Required action: What follows is a set of records; repeat them exactly, without the pictures.

(Collected data entries)
━━━━━━━━━━
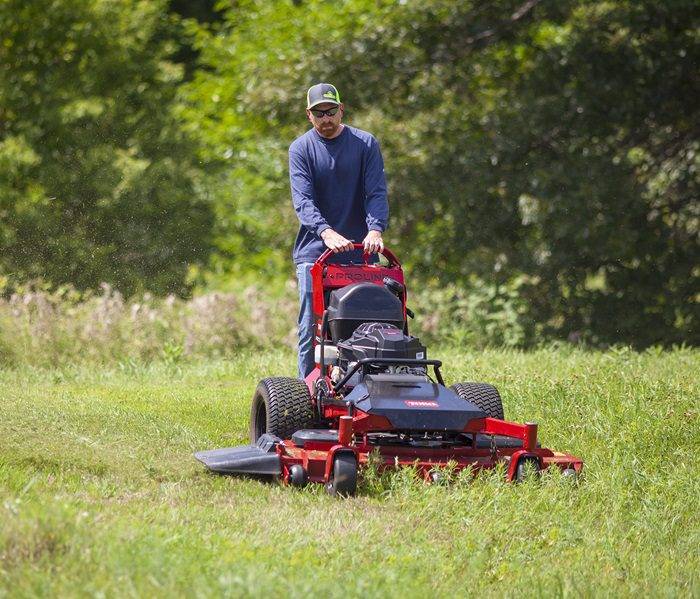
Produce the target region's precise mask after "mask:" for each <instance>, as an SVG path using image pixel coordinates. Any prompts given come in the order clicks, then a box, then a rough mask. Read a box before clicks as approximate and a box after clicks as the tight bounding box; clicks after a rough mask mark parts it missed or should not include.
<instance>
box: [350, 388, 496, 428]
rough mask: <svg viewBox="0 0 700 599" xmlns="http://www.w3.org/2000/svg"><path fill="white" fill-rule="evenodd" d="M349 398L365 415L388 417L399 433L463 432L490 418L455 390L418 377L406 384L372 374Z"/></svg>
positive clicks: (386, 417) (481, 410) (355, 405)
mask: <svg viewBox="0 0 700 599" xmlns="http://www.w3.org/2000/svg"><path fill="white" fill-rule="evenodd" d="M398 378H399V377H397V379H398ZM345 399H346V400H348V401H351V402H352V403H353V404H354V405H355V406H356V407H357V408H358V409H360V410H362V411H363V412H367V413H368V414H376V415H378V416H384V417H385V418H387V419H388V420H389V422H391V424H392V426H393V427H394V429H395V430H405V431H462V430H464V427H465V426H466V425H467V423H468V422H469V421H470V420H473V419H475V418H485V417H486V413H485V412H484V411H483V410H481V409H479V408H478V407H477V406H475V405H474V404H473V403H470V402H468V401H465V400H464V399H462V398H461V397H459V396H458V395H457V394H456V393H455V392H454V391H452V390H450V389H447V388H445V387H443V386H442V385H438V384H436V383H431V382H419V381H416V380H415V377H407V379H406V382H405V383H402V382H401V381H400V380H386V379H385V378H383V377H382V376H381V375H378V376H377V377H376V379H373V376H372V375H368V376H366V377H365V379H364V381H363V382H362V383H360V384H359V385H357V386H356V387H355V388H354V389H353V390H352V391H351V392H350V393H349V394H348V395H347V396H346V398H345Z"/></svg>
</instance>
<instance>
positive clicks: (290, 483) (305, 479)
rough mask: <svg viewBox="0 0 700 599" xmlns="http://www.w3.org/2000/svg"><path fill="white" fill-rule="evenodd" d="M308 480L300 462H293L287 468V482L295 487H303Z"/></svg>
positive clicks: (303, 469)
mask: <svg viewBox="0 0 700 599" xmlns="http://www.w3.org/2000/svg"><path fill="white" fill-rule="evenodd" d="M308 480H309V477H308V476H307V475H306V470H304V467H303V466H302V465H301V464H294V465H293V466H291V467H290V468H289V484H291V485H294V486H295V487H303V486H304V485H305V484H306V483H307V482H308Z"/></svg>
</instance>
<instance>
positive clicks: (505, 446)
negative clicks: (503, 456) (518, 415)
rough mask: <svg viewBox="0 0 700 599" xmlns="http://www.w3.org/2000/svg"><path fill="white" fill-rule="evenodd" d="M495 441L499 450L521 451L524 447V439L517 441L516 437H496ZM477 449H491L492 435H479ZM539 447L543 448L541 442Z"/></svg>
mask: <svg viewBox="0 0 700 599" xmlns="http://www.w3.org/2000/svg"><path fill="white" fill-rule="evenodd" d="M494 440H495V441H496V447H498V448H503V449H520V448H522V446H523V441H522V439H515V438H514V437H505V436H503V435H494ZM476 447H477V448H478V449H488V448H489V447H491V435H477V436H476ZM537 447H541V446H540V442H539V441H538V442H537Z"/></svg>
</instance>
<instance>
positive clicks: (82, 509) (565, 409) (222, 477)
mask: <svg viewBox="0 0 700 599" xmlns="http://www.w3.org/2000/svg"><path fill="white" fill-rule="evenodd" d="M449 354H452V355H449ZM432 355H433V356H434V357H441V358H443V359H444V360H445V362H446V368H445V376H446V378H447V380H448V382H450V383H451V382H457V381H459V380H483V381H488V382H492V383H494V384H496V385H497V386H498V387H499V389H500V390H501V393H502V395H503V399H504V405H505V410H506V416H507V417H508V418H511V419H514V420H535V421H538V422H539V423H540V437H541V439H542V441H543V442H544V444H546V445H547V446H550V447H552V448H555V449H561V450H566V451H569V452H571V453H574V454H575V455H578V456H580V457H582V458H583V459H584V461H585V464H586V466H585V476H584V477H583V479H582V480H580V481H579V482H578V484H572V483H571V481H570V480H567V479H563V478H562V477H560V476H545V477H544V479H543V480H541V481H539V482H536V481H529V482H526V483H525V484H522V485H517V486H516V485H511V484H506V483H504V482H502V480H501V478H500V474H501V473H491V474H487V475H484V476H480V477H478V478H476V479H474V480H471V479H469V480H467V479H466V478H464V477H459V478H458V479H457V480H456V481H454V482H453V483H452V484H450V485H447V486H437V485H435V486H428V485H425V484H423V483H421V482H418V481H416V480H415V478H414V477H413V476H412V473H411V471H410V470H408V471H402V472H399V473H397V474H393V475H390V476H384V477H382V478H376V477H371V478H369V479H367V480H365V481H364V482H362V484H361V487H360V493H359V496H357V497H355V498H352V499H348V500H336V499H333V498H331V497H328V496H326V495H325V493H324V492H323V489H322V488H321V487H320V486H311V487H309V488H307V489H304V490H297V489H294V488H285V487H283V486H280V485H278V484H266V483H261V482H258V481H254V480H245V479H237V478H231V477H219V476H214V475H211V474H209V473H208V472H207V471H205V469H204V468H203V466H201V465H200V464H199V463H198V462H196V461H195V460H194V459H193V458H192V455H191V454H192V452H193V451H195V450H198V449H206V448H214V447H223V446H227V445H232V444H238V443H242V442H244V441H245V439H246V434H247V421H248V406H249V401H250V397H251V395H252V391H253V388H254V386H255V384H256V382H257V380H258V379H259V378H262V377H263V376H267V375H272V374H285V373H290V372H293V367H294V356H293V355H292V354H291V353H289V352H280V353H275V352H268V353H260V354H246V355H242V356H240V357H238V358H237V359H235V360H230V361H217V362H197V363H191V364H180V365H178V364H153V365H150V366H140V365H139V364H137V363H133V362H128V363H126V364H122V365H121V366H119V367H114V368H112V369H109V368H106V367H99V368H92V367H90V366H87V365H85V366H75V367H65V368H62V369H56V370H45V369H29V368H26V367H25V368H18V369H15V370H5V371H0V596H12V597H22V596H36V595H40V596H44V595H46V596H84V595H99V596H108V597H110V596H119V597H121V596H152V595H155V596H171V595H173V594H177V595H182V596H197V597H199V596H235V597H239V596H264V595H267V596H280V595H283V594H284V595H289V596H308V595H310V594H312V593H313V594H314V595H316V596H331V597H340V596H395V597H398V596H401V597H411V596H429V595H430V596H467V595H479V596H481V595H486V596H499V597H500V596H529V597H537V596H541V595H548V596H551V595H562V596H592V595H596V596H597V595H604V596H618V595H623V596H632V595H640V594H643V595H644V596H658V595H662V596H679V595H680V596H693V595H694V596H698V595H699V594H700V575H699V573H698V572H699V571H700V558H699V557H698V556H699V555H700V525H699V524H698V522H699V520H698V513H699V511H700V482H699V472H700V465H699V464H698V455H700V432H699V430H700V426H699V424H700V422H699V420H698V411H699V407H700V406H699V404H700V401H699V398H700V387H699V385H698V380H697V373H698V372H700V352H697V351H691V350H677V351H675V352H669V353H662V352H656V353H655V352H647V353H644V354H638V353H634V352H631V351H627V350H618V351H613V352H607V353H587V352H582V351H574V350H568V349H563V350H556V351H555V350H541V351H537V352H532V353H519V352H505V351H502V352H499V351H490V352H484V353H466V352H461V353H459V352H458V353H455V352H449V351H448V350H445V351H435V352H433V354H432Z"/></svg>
━━━━━━━━━━
Exercise response:
Produce the target region's precise mask after "mask:" for each <instance>, as an SVG path using image pixel coordinates. Any prompts given come in the order clicks, then a box, then a rough mask. Read a box before clicks as approximate and a box after clicks as the tight bounding box; clicks after a rough mask mark parts it missed or should not include.
<instance>
box: [350, 388, 496, 428]
rough mask: <svg viewBox="0 0 700 599" xmlns="http://www.w3.org/2000/svg"><path fill="white" fill-rule="evenodd" d="M349 398L365 415L388 417L399 433L463 432L490 418L455 390L418 377L406 384L372 374Z"/></svg>
positive clicks: (386, 417) (481, 410) (355, 405)
mask: <svg viewBox="0 0 700 599" xmlns="http://www.w3.org/2000/svg"><path fill="white" fill-rule="evenodd" d="M398 378H399V377H397V379H398ZM345 399H346V400H348V401H351V402H352V403H353V404H354V405H355V406H356V407H357V408H358V409H360V410H362V411H363V412H367V413H368V414H376V415H378V416H384V417H385V418H387V419H388V420H389V422H391V424H392V426H393V427H394V429H395V430H405V431H462V430H464V427H465V426H466V425H467V423H468V422H469V421H470V420H473V419H475V418H485V417H486V413H485V412H484V411H483V410H481V409H479V408H478V407H477V406H475V405H474V404H473V403H470V402H468V401H465V400H464V399H462V398H461V397H459V396H458V395H457V394H456V393H455V392H454V391H452V390H450V389H447V388H445V387H443V386H442V385H438V384H436V383H431V382H419V381H416V380H415V377H407V379H406V382H405V383H402V382H401V381H400V380H386V379H385V378H383V377H382V376H381V375H378V376H377V377H376V379H373V376H372V375H368V376H366V377H365V379H364V381H363V382H362V383H360V384H359V385H357V386H356V387H355V388H354V389H353V390H352V391H351V392H350V393H349V394H348V395H347V396H346V398H345Z"/></svg>
</instance>
<instance>
positive clicks: (290, 483) (305, 479)
rough mask: <svg viewBox="0 0 700 599" xmlns="http://www.w3.org/2000/svg"><path fill="white" fill-rule="evenodd" d="M308 480L300 462H293L287 468V482L295 487H303Z"/></svg>
positive clicks: (303, 469)
mask: <svg viewBox="0 0 700 599" xmlns="http://www.w3.org/2000/svg"><path fill="white" fill-rule="evenodd" d="M308 480H309V477H308V476H307V475H306V470H304V467H303V466H302V465H301V464H294V465H293V466H291V467H290V468H289V484H291V485H294V486H295V487H303V486H304V485H305V484H306V483H307V482H308Z"/></svg>
</instance>
<instance>
positive clicks: (505, 446)
negative clicks: (503, 456) (518, 415)
rough mask: <svg viewBox="0 0 700 599" xmlns="http://www.w3.org/2000/svg"><path fill="white" fill-rule="evenodd" d="M495 441L499 450L521 451L524 447V439L517 441L516 437H496ZM477 449H491L492 435H479ZM539 447L543 448L541 442Z"/></svg>
mask: <svg viewBox="0 0 700 599" xmlns="http://www.w3.org/2000/svg"><path fill="white" fill-rule="evenodd" d="M494 440H495V441H496V447H498V448H503V449H520V448H522V446H523V441H522V439H515V438H514V437H505V436H503V435H494ZM476 447H477V448H478V449H488V448H489V447H491V435H477V436H476ZM537 447H541V446H540V442H539V441H538V442H537Z"/></svg>
</instance>
<instance>
positive clicks: (82, 509) (565, 409) (222, 477)
mask: <svg viewBox="0 0 700 599" xmlns="http://www.w3.org/2000/svg"><path fill="white" fill-rule="evenodd" d="M449 354H452V355H449ZM432 355H433V356H434V357H441V358H443V359H444V360H445V362H446V368H445V376H446V378H447V380H448V382H450V383H451V382H457V381H459V380H483V381H488V382H492V383H494V384H496V385H497V386H498V387H499V389H500V390H501V393H502V395H503V399H504V405H505V410H506V416H507V417H508V418H511V419H514V420H535V421H538V422H539V423H540V437H541V439H542V441H543V442H544V444H546V445H547V446H550V447H552V448H555V449H561V450H566V451H569V452H571V453H574V454H575V455H578V456H580V457H582V458H583V459H584V461H585V464H586V466H585V476H584V477H583V479H582V480H580V481H579V482H578V484H572V483H571V481H570V480H567V479H563V478H562V477H560V476H545V477H544V479H543V480H541V481H539V482H536V481H529V482H526V483H525V484H522V485H517V486H516V485H511V484H506V483H504V482H502V480H501V478H500V474H501V473H491V474H487V475H484V476H480V477H478V478H476V479H474V480H471V479H469V480H467V479H466V478H464V477H459V478H458V479H457V480H456V481H454V482H453V483H452V484H450V485H447V486H437V485H435V486H428V485H425V484H423V483H421V482H418V481H416V480H415V478H414V477H413V476H412V473H411V471H410V470H408V471H402V472H399V473H397V474H393V475H390V476H384V477H382V478H376V477H371V478H369V479H367V480H365V481H364V482H362V484H361V487H360V493H359V496H357V497H355V498H352V499H348V500H336V499H333V498H331V497H328V496H326V495H325V493H324V492H323V489H322V488H321V487H320V486H311V487H309V488H307V489H304V490H297V489H294V488H285V487H283V486H280V485H278V484H266V483H261V482H258V481H254V480H245V479H237V478H231V477H219V476H214V475H211V474H209V473H208V472H207V471H205V469H204V468H203V466H201V465H200V464H199V463H198V462H196V461H195V460H194V459H193V458H192V455H191V454H192V452H193V451H195V450H198V449H206V448H214V447H223V446H227V445H232V444H238V443H242V442H244V441H245V439H246V434H247V421H248V406H249V401H250V397H251V395H252V391H253V388H254V386H255V384H256V382H257V380H258V379H259V378H262V377H263V376H267V375H272V374H285V373H290V372H293V367H294V356H293V355H292V354H291V353H289V352H280V353H275V352H268V353H260V354H246V355H242V356H240V357H238V358H237V359H235V360H230V361H217V362H197V363H191V364H180V365H178V364H153V365H150V366H140V365H139V364H137V363H133V362H128V363H126V364H122V365H121V366H119V367H114V368H112V369H109V368H106V367H99V368H92V367H90V366H87V365H85V366H75V367H65V368H62V369H56V370H45V369H29V368H26V367H25V368H18V369H15V370H5V371H0V596H12V597H22V596H36V595H40V596H44V595H46V596H84V595H99V596H108V597H110V596H119V597H121V596H152V595H155V596H171V595H173V594H177V595H182V596H197V597H199V596H235V597H239V596H264V595H267V596H280V595H283V594H284V595H289V596H308V595H310V594H312V593H313V594H314V595H316V596H331V597H340V596H395V597H398V596H401V597H411V596H429V595H430V596H467V595H479V596H481V595H486V596H499V597H500V596H529V597H537V596H541V595H548V596H551V595H562V596H592V595H596V596H597V595H604V596H618V595H623V596H632V595H640V594H643V595H644V596H658V595H662V596H679V595H680V596H693V595H694V596H698V595H699V594H700V575H699V573H698V572H699V571H700V558H699V557H698V556H699V555H700V525H699V524H698V522H699V520H698V513H699V511H700V482H699V472H700V465H699V464H698V455H700V432H699V430H700V426H699V424H700V422H699V420H698V411H699V407H700V406H699V404H700V401H699V398H700V387H699V385H698V380H697V373H698V372H700V352H697V351H691V350H677V351H675V352H669V353H662V352H656V353H655V352H647V353H644V354H638V353H634V352H631V351H627V350H618V351H613V352H607V353H587V352H582V351H574V350H568V349H563V350H556V351H555V350H541V351H537V352H532V353H519V352H505V351H502V352H499V351H490V352H484V353H466V352H461V353H459V352H458V353H455V352H449V351H448V350H445V351H435V352H433V354H432Z"/></svg>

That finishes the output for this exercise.